Give the data below again with every "dirt patch" switched to "gravel patch" and nothing else changed.
— Begin —
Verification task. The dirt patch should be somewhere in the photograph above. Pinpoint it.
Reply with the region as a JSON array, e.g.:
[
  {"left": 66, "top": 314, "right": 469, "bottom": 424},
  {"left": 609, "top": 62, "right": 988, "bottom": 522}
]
— End —
> **Written response**
Verification task. The gravel patch should be somewhere in the photograph above. Pinpoint it.
Reply with the region as a JSON array, e.g.:
[
  {"left": 66, "top": 314, "right": 469, "bottom": 424},
  {"left": 609, "top": 62, "right": 988, "bottom": 522}
]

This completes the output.